Quoted passage:

════

Christian Long

Eva Vertes: The Future of Medicine

In TED Talks on April 16, 2010 at 2:16 pm

Extra credit reflection by HERSH T.

Original TED page w/ speaker bio, links, comments, etc:

Eva Vertes: The Future of Medicine

Imagine when you were still 19 and then imagine the incredible prestige associated with the TED talks.

Eva Vertes, a 19 year old genius, has a few stumbling sentences but the passion and incredible joy she has for what she is talking about far outshines this. The excitement she shows still contains that youthful innocence combined with the obvious intelligence she exudes causes the audience to lean in and enjoy what she is talking about.

Eva goes on to relate her extremely impressive resume in a very humble way while also informing the audience why she chose to focus on what she did. Her initial focus regards the effect of heavy metals on the nervous system and neuroscience in general, however, soon the audience realizes that her true interest revolves around cancer, and how it comes about.

“It seems that cancer is a direct result of injury.”

This line popped out to me and actually made sense. Cancer, the enemy of the 21st century, is a disease that is characterized by a proliferation of mutated cells that, through metastisis, can travel to all parts of the body. Eva’s idea is that cancer is simply a healing process that is overeager, her incredible idea is that we should manipulate, rather than eliminate (chemotherapy, radiation).

════

Exercise data:
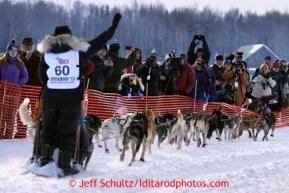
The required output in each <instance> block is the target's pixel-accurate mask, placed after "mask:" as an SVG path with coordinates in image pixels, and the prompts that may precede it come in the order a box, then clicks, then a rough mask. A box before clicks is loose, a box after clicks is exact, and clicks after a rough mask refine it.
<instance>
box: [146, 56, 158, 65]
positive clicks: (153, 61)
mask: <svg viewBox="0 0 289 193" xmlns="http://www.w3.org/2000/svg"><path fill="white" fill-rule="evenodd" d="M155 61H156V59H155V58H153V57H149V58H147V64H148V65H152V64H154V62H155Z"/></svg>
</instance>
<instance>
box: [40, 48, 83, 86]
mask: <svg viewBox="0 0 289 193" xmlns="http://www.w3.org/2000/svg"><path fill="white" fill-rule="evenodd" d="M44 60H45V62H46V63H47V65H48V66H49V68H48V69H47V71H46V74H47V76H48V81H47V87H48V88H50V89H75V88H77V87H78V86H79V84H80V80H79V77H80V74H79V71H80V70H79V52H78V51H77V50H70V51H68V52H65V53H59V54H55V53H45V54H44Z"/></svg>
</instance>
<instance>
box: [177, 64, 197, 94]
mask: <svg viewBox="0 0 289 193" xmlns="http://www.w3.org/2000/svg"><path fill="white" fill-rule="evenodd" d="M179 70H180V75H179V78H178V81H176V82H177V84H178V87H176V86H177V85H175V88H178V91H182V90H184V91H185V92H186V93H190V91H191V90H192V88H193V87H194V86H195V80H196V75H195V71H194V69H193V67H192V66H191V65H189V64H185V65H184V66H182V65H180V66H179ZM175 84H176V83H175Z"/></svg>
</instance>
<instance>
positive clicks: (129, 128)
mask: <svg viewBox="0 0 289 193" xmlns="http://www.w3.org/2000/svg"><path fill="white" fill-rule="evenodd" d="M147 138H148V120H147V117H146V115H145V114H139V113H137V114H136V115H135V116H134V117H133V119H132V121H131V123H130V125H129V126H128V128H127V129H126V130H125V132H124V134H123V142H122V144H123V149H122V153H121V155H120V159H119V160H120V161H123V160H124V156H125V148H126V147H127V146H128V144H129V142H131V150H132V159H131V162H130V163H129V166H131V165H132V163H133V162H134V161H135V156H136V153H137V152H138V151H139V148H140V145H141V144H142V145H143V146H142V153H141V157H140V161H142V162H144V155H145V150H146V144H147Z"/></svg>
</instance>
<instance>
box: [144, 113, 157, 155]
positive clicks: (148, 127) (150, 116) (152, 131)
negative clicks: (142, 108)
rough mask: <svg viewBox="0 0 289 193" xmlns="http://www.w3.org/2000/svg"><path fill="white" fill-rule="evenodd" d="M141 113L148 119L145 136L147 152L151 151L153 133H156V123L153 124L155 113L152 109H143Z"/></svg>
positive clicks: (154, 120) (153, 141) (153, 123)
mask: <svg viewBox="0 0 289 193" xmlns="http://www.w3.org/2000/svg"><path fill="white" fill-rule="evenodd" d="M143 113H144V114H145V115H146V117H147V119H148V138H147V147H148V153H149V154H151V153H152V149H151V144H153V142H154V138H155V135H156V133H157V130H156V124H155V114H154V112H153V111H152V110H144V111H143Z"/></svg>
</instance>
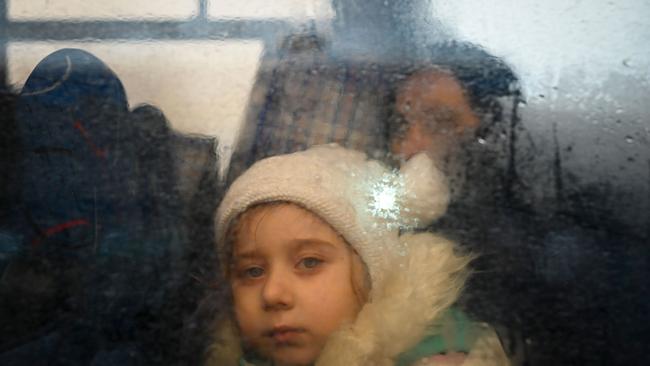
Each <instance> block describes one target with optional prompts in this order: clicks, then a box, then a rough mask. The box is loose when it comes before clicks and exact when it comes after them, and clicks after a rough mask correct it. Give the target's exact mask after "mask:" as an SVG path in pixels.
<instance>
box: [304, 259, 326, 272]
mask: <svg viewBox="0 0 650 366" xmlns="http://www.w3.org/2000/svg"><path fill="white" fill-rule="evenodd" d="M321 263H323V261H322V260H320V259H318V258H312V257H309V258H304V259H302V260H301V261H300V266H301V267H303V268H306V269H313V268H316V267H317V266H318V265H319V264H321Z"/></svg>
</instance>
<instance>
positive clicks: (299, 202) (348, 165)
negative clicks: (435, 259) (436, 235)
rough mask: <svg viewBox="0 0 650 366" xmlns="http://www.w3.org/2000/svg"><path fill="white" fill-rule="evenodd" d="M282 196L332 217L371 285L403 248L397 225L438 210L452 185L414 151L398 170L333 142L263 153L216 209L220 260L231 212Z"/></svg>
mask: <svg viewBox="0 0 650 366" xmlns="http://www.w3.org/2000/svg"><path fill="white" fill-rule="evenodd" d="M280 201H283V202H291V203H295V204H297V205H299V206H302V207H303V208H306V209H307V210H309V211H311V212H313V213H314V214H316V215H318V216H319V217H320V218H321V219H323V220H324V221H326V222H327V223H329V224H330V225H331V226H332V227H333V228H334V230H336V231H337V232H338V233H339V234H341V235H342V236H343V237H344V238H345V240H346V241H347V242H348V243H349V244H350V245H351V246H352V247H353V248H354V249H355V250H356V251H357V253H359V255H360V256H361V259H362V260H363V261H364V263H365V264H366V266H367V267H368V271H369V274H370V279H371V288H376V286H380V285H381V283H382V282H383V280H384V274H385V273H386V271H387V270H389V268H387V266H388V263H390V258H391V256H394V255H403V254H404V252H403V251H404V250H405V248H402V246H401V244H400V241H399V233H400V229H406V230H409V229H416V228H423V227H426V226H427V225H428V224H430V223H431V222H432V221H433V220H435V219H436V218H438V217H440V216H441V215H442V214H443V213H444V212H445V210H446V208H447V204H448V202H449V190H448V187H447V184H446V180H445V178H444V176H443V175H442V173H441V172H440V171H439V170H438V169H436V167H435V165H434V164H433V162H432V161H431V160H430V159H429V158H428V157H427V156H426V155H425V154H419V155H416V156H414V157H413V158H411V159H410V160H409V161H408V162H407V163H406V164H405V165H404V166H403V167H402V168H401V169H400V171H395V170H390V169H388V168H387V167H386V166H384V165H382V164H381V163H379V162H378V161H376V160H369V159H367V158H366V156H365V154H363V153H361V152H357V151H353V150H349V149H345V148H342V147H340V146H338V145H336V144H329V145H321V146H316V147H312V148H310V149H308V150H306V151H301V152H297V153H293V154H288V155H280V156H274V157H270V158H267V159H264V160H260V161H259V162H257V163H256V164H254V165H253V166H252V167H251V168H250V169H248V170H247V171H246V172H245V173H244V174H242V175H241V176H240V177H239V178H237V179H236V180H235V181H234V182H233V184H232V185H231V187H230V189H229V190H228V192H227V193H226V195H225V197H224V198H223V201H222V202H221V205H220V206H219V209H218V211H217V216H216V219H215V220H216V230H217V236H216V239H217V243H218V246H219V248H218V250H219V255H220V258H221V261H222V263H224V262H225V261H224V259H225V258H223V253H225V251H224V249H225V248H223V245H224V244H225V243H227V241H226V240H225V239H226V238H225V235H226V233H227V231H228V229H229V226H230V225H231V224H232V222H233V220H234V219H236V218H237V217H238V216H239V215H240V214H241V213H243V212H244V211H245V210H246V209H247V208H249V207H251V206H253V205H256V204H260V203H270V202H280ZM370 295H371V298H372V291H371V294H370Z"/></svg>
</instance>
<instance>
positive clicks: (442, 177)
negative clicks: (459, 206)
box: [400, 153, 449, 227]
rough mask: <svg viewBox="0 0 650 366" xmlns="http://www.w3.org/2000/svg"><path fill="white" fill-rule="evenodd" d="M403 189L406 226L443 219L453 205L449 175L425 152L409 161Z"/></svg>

════

Activity A: List every personal name that appears in the reflection on Eva Vertes's talk.
Activity B: Write out the reflection on Eva Vertes's talk from "In TED Talks" to "is talking about.", substituting "crowd" for "audience".

Your response A: Christian Long, Eva Vertes, Hersh T.

Your response B:
In TED Talks on April 16, 2010 at 2:16 pm

Extra credit reflection by HERSH T.

Original TED page w/ speaker bio, links, comments, etc:

Eva Vertes: The Future of Medicine

Imagine when you were still 19 and then imagine the incredible prestige associated with the TED talks.

Eva Vertes, a 19 year old genius, has a few stumbling sentences but the passion and incredible joy she has for what she is talking about far outshines this. The excitement she shows still contains that youthful innocence combined with the obvious intelligence she exudes causes the crowd to lean in and enjoy what she is talking about.